Work instruction: Beginning at the line that contains "Target: tall rocky cliff", write out each remaining line of the entries below exactly as it stands.

Source data:
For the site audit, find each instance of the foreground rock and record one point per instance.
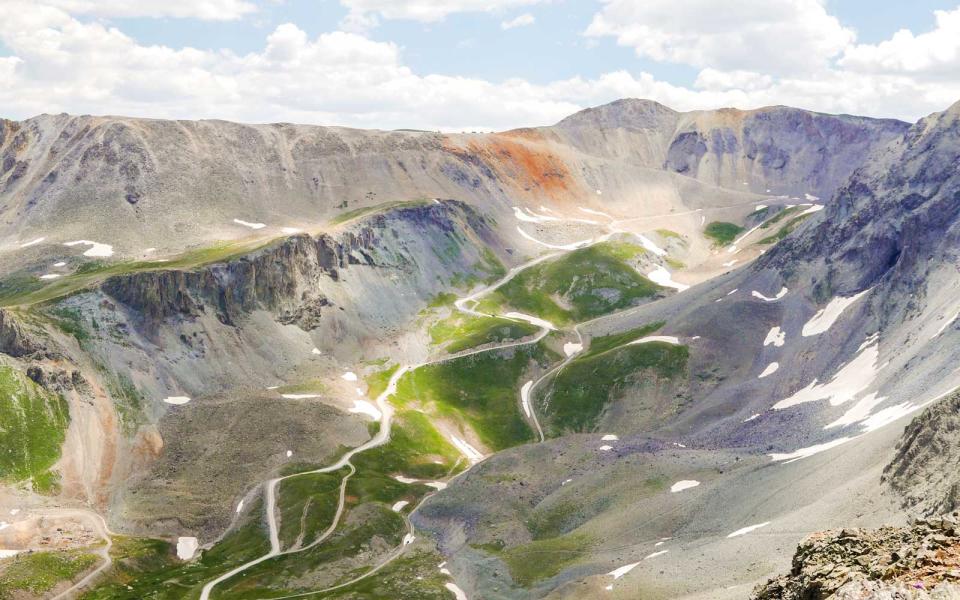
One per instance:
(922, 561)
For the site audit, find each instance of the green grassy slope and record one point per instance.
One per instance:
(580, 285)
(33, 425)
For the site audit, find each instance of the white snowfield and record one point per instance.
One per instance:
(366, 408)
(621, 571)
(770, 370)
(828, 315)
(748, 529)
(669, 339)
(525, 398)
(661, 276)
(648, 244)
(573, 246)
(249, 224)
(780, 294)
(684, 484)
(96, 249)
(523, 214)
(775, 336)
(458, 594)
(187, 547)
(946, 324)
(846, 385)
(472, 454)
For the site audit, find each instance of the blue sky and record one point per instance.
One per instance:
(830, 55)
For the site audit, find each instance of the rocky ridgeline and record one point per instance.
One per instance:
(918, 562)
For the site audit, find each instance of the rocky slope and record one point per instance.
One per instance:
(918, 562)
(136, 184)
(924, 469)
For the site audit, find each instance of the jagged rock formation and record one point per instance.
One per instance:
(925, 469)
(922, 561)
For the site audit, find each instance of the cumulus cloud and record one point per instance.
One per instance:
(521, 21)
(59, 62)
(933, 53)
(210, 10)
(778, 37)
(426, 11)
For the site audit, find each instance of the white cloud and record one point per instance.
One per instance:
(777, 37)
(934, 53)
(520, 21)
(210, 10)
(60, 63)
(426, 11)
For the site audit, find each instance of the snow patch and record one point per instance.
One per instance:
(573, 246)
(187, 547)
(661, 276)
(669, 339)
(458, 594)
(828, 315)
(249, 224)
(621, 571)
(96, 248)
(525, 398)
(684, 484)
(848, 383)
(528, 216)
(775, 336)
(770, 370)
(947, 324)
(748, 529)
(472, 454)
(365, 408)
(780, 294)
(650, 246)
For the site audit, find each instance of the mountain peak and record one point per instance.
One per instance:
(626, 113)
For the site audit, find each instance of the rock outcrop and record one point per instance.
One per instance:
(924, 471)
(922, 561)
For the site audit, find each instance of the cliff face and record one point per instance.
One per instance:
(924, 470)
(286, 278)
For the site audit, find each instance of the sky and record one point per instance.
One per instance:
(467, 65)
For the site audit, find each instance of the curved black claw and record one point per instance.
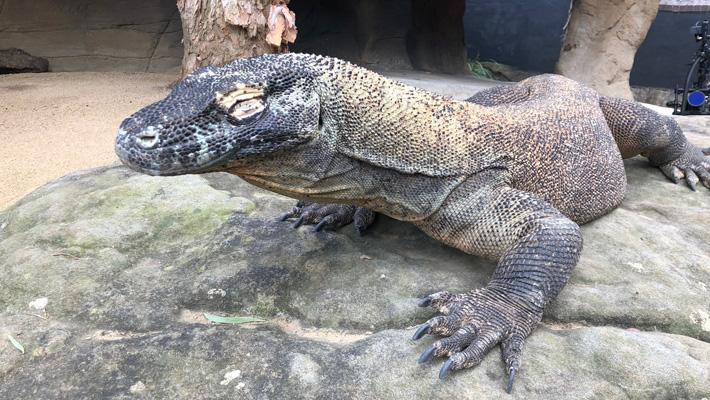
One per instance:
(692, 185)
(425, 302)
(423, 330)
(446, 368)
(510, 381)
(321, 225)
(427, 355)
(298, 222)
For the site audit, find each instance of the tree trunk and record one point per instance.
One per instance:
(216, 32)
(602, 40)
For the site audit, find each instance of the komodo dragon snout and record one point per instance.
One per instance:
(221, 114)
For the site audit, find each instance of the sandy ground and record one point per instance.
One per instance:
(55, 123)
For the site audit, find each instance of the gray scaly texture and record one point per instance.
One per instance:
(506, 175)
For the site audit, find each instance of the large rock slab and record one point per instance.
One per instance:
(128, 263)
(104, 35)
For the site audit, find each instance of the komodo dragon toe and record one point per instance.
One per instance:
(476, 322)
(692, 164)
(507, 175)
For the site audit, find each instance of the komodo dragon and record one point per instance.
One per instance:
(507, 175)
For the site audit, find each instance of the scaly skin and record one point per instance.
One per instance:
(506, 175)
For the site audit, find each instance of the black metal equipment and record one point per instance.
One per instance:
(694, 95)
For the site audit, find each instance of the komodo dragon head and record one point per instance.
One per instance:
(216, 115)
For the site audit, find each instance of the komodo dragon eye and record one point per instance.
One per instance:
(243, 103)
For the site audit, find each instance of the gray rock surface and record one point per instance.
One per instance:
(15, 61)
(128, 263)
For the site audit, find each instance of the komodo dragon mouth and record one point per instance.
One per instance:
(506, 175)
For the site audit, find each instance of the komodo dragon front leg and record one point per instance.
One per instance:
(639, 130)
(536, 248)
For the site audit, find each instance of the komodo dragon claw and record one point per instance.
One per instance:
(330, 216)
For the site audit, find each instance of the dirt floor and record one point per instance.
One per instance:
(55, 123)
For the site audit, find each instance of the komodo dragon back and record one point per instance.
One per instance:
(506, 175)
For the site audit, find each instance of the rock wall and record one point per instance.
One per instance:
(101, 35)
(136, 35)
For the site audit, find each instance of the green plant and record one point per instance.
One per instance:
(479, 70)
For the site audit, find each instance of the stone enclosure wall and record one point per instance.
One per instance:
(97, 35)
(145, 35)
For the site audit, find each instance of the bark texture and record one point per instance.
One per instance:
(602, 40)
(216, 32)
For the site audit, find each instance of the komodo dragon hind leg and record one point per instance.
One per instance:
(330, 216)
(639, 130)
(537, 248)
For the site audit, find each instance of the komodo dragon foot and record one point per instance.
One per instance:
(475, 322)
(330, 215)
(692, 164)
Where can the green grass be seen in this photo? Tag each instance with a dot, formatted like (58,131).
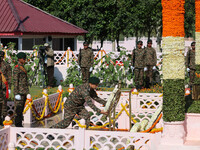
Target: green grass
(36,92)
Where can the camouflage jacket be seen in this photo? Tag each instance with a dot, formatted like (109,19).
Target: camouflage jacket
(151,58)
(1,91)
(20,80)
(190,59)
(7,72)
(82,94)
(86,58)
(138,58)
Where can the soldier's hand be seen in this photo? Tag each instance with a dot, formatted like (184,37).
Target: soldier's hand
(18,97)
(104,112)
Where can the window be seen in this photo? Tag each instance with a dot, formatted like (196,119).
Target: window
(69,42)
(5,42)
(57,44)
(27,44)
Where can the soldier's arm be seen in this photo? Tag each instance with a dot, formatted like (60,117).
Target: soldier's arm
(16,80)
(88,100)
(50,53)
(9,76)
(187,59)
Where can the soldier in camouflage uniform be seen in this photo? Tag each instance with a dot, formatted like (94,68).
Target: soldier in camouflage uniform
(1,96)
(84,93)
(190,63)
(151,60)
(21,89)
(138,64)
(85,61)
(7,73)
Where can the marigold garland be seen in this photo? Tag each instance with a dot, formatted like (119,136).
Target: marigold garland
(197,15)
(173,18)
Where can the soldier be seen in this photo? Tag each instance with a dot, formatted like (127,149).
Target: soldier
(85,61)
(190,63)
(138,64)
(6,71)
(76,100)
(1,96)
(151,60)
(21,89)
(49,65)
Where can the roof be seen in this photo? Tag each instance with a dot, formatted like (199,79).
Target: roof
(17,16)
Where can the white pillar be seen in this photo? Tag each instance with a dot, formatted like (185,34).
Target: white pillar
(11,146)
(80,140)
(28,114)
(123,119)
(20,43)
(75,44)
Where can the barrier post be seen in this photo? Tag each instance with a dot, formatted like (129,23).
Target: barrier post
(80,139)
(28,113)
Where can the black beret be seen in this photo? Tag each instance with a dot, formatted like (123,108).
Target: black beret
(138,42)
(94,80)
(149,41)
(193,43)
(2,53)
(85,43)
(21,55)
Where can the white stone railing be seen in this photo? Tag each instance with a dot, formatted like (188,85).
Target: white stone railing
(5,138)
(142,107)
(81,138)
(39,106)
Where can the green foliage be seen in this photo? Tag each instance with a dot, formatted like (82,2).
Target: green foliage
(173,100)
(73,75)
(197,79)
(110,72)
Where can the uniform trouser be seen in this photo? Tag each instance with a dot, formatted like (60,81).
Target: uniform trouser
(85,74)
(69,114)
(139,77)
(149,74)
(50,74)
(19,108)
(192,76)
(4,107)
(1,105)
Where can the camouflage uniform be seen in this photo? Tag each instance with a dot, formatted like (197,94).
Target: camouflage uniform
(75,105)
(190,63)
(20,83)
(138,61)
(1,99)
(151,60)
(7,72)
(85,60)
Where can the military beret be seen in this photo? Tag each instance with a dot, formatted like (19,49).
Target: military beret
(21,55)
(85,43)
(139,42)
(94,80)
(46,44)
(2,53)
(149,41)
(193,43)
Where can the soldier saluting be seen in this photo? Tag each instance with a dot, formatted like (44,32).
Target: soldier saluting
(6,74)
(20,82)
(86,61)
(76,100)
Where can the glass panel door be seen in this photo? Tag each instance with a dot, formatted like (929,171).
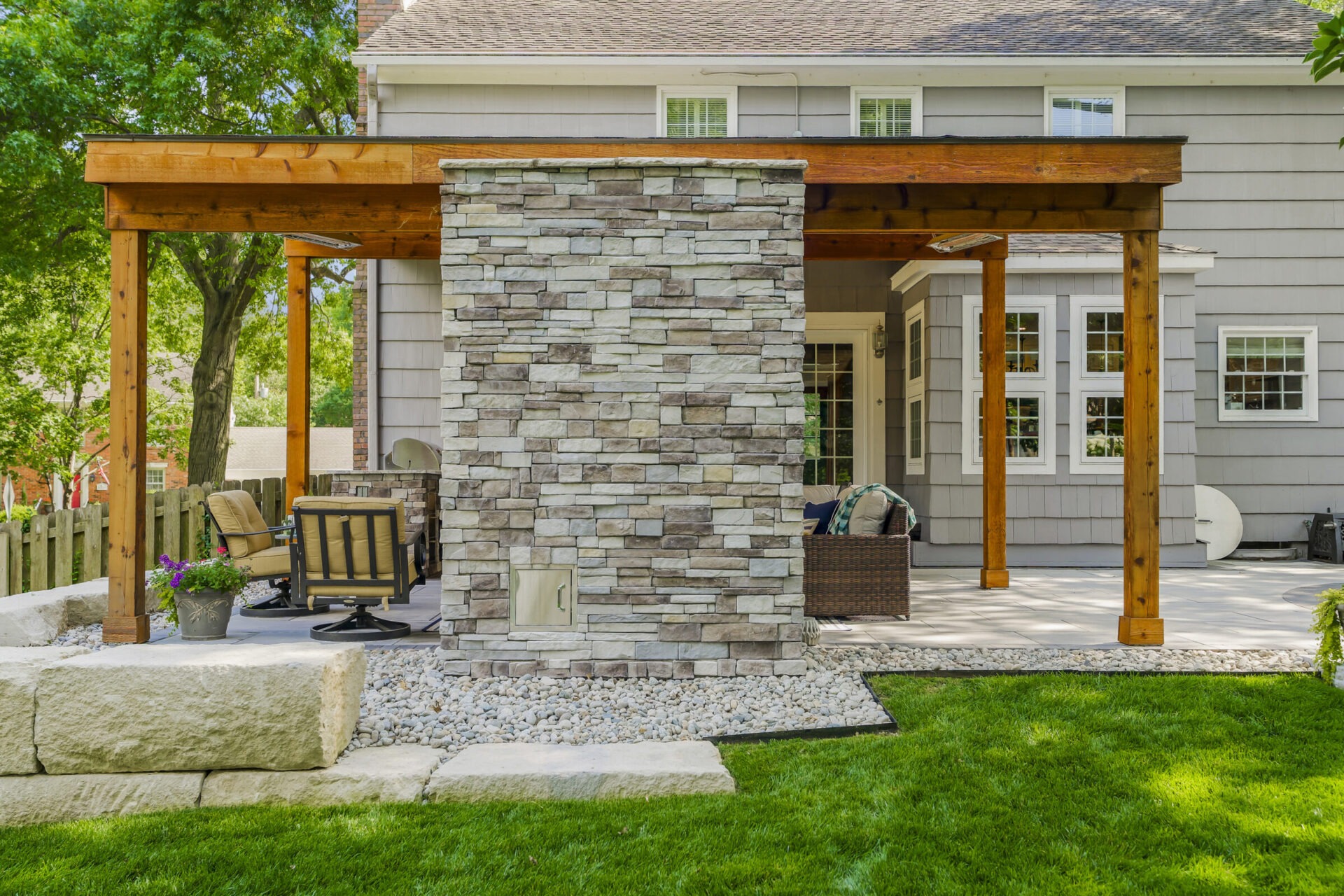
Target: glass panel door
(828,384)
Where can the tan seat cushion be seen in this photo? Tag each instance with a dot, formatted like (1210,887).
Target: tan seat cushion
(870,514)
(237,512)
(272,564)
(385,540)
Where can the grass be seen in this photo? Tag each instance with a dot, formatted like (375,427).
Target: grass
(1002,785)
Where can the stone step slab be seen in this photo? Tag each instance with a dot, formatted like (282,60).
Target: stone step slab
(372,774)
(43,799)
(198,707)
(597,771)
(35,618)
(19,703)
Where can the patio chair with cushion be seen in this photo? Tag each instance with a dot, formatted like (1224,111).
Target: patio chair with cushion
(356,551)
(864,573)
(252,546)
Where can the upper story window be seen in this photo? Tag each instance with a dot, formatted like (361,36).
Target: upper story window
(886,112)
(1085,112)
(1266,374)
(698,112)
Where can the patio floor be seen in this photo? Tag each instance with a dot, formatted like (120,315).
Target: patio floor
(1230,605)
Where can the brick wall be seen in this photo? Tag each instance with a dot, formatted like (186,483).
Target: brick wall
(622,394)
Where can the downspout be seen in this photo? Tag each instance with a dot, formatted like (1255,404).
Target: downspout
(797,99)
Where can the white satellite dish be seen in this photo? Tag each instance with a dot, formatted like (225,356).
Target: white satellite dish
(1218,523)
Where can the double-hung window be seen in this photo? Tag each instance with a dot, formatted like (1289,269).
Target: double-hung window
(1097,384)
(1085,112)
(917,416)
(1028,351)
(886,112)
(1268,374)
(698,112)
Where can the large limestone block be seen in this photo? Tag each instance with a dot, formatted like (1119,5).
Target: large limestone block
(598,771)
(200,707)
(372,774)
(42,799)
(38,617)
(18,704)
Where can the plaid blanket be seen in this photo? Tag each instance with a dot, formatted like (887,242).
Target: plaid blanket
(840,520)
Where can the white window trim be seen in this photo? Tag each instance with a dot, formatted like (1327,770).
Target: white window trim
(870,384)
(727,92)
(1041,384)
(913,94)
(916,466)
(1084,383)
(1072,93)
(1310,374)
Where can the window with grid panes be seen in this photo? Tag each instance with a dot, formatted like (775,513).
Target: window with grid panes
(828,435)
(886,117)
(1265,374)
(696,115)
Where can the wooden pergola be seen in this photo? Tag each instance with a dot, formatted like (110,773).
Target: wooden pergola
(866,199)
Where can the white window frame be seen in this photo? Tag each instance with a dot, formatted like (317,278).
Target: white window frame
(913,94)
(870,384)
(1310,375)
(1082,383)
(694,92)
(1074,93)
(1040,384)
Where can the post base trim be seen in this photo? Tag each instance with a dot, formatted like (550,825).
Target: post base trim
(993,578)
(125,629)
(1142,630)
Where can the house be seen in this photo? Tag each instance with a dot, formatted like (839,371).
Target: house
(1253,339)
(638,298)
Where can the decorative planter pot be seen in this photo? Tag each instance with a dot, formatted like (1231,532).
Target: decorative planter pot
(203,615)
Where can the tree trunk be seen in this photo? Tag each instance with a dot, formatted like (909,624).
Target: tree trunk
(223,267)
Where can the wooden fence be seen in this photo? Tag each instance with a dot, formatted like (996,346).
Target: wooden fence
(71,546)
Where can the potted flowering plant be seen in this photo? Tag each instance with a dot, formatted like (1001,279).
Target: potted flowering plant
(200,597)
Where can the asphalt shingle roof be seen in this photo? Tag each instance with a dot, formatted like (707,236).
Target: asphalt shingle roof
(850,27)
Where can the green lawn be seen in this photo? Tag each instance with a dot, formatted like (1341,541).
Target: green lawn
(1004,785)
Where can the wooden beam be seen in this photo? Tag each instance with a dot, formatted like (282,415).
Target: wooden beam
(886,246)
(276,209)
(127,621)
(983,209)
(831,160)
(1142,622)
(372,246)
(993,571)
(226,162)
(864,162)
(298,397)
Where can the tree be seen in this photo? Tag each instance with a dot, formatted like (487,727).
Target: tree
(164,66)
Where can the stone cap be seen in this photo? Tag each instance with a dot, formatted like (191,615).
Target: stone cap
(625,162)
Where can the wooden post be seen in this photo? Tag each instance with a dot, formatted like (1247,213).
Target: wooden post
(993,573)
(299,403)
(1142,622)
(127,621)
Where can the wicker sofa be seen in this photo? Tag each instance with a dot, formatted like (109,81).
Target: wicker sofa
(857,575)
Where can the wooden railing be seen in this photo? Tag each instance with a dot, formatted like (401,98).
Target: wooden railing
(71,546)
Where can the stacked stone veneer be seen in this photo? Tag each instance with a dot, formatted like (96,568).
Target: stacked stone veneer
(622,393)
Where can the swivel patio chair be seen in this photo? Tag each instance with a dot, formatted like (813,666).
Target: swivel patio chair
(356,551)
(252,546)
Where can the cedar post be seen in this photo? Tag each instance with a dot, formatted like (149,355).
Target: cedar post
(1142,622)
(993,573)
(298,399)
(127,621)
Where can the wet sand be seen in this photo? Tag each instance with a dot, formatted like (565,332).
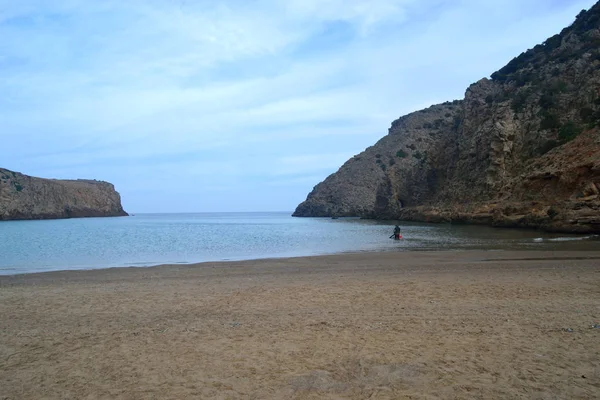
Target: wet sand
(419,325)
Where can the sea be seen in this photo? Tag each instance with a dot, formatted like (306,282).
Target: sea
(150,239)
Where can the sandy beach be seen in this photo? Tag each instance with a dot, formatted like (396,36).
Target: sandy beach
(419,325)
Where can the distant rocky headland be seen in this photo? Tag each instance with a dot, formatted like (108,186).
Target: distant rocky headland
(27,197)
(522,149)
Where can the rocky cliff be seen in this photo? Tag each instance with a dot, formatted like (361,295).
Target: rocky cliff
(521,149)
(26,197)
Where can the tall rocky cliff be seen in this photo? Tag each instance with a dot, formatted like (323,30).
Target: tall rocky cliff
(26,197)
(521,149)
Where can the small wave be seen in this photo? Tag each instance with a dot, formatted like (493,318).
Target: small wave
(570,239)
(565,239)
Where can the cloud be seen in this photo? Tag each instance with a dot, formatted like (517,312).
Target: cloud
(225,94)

The completed task:
Target: tall rocky cliff
(26,197)
(521,149)
Where can the small wave be seen in this photo? Tag each instance with a dot, formatted like (493,318).
Target: small wave
(570,239)
(565,239)
Where can the cloud be seen in this photo? Tag each instance with a dot, formatted like (517,312).
Target: cloud
(225,94)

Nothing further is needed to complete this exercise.